Extract, word for word, the part of the entries that runs from their start through the line containing "column 491, row 583", including that line. Omit the pictures from your answer.

* BEGIN SUPPLIED RECORDS *

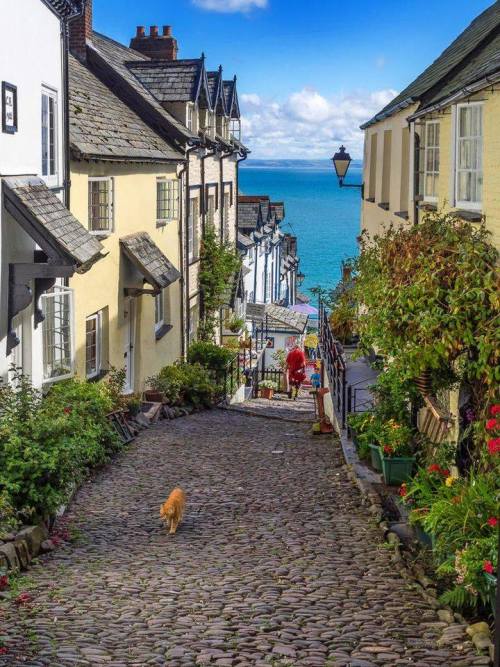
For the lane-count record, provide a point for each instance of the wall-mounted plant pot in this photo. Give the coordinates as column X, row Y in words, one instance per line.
column 397, row 469
column 426, row 539
column 154, row 396
column 375, row 457
column 491, row 583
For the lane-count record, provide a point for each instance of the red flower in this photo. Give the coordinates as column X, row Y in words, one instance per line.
column 488, row 567
column 494, row 446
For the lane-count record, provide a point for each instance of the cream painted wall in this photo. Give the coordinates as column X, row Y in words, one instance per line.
column 102, row 287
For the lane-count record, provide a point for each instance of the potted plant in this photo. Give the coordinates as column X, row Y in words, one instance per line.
column 397, row 455
column 267, row 388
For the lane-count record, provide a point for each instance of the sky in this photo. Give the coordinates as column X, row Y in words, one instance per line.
column 309, row 71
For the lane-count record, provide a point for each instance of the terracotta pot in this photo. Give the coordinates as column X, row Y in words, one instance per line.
column 266, row 392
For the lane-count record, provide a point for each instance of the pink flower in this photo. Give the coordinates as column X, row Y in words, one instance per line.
column 488, row 567
column 494, row 446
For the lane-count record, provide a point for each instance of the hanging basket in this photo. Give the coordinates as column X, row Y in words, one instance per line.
column 423, row 382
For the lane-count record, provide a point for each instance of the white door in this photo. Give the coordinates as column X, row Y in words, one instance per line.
column 128, row 353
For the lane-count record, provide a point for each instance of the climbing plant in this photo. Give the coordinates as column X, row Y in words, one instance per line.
column 429, row 299
column 218, row 264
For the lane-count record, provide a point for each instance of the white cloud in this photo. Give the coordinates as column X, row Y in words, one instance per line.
column 308, row 125
column 227, row 6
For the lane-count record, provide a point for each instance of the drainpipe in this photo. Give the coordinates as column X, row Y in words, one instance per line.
column 185, row 256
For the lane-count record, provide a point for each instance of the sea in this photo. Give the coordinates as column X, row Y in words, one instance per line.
column 324, row 217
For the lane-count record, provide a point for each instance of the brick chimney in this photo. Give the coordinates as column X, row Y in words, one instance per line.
column 80, row 30
column 155, row 46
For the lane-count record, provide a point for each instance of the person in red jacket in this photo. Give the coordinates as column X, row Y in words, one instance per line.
column 296, row 366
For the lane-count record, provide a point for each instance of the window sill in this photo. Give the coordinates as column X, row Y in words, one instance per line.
column 468, row 215
column 162, row 331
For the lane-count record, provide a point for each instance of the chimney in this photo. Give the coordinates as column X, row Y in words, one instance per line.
column 154, row 45
column 80, row 30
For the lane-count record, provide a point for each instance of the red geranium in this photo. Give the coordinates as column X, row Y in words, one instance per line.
column 491, row 424
column 488, row 567
column 494, row 446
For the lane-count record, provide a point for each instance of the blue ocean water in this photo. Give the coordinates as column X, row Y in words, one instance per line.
column 323, row 216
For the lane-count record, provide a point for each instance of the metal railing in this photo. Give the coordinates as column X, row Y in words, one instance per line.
column 334, row 364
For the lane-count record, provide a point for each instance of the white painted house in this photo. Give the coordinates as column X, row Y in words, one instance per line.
column 41, row 243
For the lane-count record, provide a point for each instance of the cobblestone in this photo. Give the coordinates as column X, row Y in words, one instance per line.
column 277, row 563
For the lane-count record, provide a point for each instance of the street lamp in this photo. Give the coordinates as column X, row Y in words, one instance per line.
column 341, row 161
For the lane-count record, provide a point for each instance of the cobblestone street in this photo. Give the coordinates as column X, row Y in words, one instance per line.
column 277, row 563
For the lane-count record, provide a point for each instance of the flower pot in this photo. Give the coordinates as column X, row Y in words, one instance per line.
column 426, row 539
column 397, row 469
column 153, row 396
column 491, row 585
column 266, row 392
column 376, row 457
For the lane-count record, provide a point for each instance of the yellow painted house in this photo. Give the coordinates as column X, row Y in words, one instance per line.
column 125, row 190
column 436, row 146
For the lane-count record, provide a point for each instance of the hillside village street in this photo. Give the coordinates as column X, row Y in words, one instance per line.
column 276, row 563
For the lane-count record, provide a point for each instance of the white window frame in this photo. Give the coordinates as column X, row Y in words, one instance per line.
column 431, row 198
column 50, row 178
column 59, row 290
column 111, row 205
column 468, row 205
column 159, row 311
column 172, row 205
column 97, row 318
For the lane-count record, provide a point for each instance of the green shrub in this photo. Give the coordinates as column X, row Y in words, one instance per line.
column 209, row 355
column 47, row 445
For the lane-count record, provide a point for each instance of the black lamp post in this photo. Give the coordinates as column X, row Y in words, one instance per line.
column 341, row 161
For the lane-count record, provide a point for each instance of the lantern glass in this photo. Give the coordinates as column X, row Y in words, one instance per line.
column 341, row 161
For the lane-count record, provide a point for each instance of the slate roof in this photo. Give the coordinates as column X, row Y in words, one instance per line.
column 170, row 80
column 485, row 63
column 32, row 203
column 285, row 318
column 106, row 51
column 102, row 126
column 149, row 260
column 460, row 50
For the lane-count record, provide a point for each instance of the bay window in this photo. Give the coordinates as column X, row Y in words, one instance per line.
column 469, row 155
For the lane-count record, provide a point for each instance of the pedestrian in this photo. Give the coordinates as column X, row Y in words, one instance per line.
column 296, row 366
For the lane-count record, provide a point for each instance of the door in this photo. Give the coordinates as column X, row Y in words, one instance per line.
column 128, row 353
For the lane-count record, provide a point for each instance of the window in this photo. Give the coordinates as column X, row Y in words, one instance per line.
column 469, row 155
column 49, row 135
column 194, row 212
column 100, row 205
column 93, row 344
column 227, row 206
column 431, row 167
column 235, row 128
column 159, row 311
column 57, row 333
column 167, row 199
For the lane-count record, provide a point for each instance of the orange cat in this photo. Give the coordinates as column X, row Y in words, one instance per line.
column 172, row 510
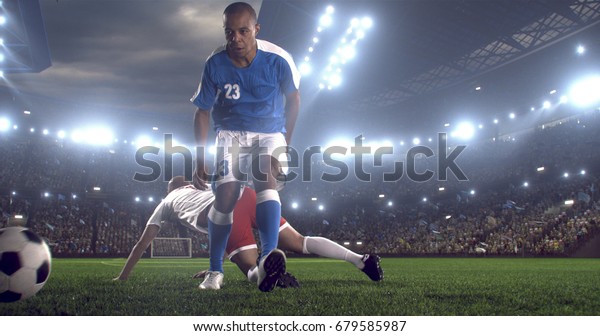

* END SUPPLIED RECORDS *

ANSWER:
For the lane-count record, provide a point for each instance of the wall-mounted plant pot in this photo. Give the coordinates as column X, row Y in words, one instance per line.
column 397, row 469
column 426, row 539
column 154, row 396
column 375, row 457
column 491, row 583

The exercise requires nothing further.